Given task
Please filter the lines below down to those containing the string "left". Treat uppercase and lowercase as different.
>>>
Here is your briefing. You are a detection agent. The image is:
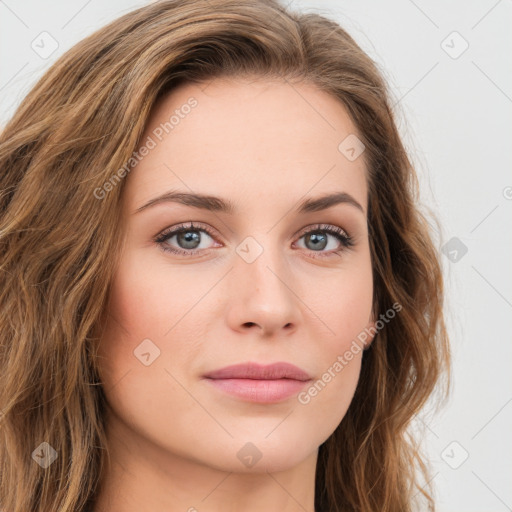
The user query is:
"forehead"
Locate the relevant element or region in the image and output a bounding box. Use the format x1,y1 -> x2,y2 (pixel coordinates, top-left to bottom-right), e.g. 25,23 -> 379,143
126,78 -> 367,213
<<<
>>>
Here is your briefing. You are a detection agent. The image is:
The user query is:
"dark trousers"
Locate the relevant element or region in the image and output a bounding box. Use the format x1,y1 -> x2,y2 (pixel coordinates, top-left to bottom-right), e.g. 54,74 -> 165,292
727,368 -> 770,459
<<<
>>>
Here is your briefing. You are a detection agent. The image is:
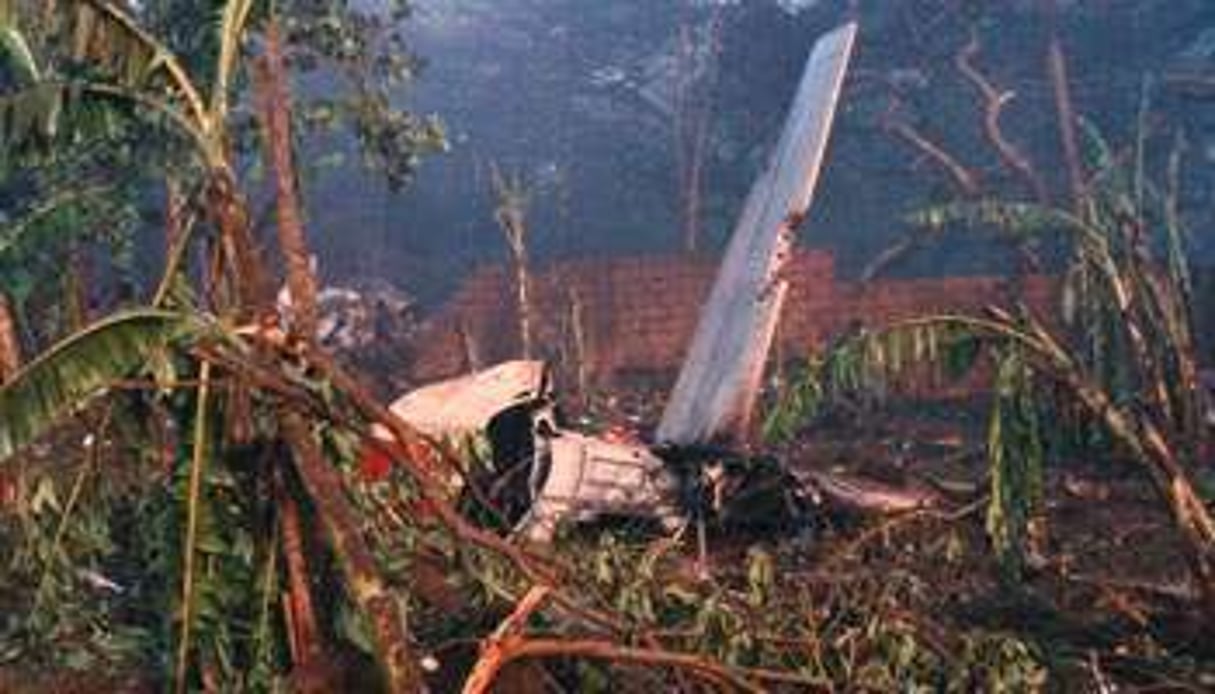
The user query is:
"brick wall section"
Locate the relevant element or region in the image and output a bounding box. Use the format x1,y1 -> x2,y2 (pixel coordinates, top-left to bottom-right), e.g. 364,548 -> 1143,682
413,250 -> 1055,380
<<<
Complete response
Locate the relevant element or region in the image and output a bounding box. Use the format x1,y1 -> x2,y2 (pixel coordinates, top-left to bottom-right), e.g. 25,23 -> 379,143
Locate the relevant element or region in the image and output a bounding box. Use the format x1,y1 -> x2,y2 (pixel coordinates, top-left to bottom-right), e.g. 54,74 -> 165,292
Locate the relevant element or region in the image and output a bounding box. Use the format x1,y1 -> x2,y2 (pixel coordinates, top-left to bottom-right), e.g. 364,548 -> 1143,682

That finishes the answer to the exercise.